*** Data shown ***

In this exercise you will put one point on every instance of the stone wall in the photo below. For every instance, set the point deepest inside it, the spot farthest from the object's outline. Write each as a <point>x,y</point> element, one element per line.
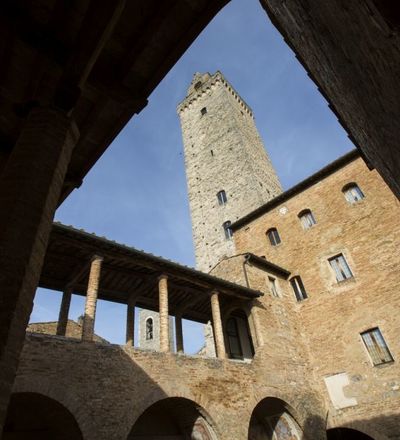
<point>334,315</point>
<point>107,387</point>
<point>223,151</point>
<point>351,50</point>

***

What you need to do —
Please return the records above exactly as written, dropping every picture.

The completed task —
In this exercise you will put one point on every instance of the stone wall in the photo below. For every instance, set the point deepest inside it, the spot farthest from the object's outline. Write each as a <point>x,y</point> element, one element per line.
<point>334,315</point>
<point>107,387</point>
<point>223,151</point>
<point>351,50</point>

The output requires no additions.